PAGE TEXT:
----

169P Queen Elizabeth II Conference Centre London
Pharmacology 2015

 

Acetylcysteine Induces an Increase in Renal Blood Flow after Contrast Admission that is Lost in Target Patients with Chronic Kidney Disease

 

Background: Radiocontrast-induced nephropathy (RCIN) is an important complication of imaging, increasing mortality 3-fold in chronic kidney disease (CKD) patients receiving contrast. The pathophysiology of RCIN is poorly understood but the most commonly cited mechanism involves reduced renal blood flow (RBF) leading to acute tubular necrosis. Oral acetylcysteine (NAC) has been widely used for prevention since a publication in 2000 but evidence for benefit is limited, despite many randomised controlled trials (RCTs). Of note, there have been no detailed clinical studies investigating the effect on renal function of large intravenous (IV) and standard oral NAC doses that might guide design of RCTs. We aimed to assess the effect of oral and IV NAC on renal function, with or without contrast.

Methods: We performed a structured set of randomised cross-over and parallel-group studies to assess the effect of oral and IV NAC on normal and diseased (CKD stage III) kidneys, with and without iso-osmolar contrast (iodixanol). Eight patients were recruited to each of three cross-over studies comparing oral NAC (1200 mg BD for two days) and IV NAC (200 mg/kg over 7 hours) with placebo in 1) volunteers with normal kidneys, 2) volunteers with normal kidneys receiving 100 mL contrast, and 3) patients with CKDIII not receiving contrast. Sixty-six patients were recruited to a 4th parallel group RCT, assessing the effect in patients with CKDIII receiving contrast for elective coronary angiography. We recorded systemic and renal haemodynamics in all patients, and biomarkers of renal injury (plasma creatinine and cystatin C, urinary NGAL and KIM-1) for up to 72 hrs in CKD III patients receiving contrast for elective coronary angiography.

Results: In healthy volunteers, IV NAC, but not oral NAC, increased blood pressure (SBP: +8 ± 5 mmHg, p=0.003 vs. placebo) and heart rate ((by +4.0 ± 1.2 bpm, p<0.0001 vs. placebo) and caused renal vasodilatation with an increase in RBF (+111 ± 44 mL/min, p=0.003 vs. placebo)) and glomerular filtration rate (GFR; +2 ± 3 mL/min/1.73m2, p<0.0001 vs. placebo). This effect on renal haemodynamics was increased and sustained in the presence of radiographic contrast (+125 mL/min, p<0.05 vs. placebo). In patients with diseased kidneys, however, IV NAC caused only a rise in heart rate, with no effect on blood pressure, RBF or GFR. Oral NAC had no effect on any variable. In CKD III patients receiving contrast during angiography, IV NAC reduced a modest fall in blood pressure that occurred in other groups just after contrast administration. There was no significant effect on RBF, GFR, or markers of renal injury.

----

RECORDED DATA:
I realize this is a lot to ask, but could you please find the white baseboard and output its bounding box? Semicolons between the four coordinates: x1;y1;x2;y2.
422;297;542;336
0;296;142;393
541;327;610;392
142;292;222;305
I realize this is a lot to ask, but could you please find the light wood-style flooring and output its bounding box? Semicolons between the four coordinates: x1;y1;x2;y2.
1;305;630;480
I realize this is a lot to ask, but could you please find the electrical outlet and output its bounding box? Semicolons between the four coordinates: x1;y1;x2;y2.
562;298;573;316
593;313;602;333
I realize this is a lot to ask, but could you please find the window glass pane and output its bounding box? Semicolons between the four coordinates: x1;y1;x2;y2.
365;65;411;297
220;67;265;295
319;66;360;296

----

THE PROBLEM: Summarize the abstract on acetylcysteine and renal blood flow in three sentences. Work only from the text.

EXERCISE RESPONSE: Researchers compared oral and intravenous acetylcysteine (NAC) with placebo in volunteers with normal kidneys and in patients with CKD stage III, with and without iso-osmolar contrast, using three cross-over studies and one parallel-group trial. In healthy volunteers, IV NAC, but not oral NAC, raised blood pressure and heart rate and increased renal blood flow and glomerular filtration rate, and this effect on renal haemodynamics was increased and sustained when contrast was given. In patients with diseased kidneys, IV NAC only raised heart rate and oral NAC had no effect on any variable, and in CKD III patients receiving contrast during angiography there was no significant effect on renal blood flow, GFR or markers of renal injury.